● What needs to be done:
An identical transcription of the records is required.
**** Dataset extract ****
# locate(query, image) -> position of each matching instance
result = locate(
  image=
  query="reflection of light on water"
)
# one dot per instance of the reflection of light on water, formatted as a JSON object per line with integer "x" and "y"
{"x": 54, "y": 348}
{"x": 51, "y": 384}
****
● Task answer:
# locate(query, image) -> position of each matching instance
result = locate(
  image=
  query="reflection of light on water"
)
# one dot per instance of the reflection of light on water, formatted as a JSON object per line with integer "x" and "y"
{"x": 54, "y": 348}
{"x": 51, "y": 384}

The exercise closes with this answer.